+++ Bereitgestellte Daten +++
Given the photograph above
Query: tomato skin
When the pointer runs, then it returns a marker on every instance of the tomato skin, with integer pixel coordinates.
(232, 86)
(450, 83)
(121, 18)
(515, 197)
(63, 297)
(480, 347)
+++
Skalieren Sie bitte die Koordinaten in den Zeilen oben: Geben Sie alle Zeilen vollständig wieder, auch die ohne Koordinaten, und multiplizieren Sie dabei jede Koordinate in den Antworten mit 1,4. Runden Sie auf ganze Zahlen, wobei Hälften aufgerundet werden.

Given the photograph above
Query: tomato skin
When the pointer runs, then it returns a marker on every instance of the tomato skin, with integer pixel coordinates.
(325, 120)
(630, 116)
(169, 25)
(721, 276)
(88, 416)
(672, 486)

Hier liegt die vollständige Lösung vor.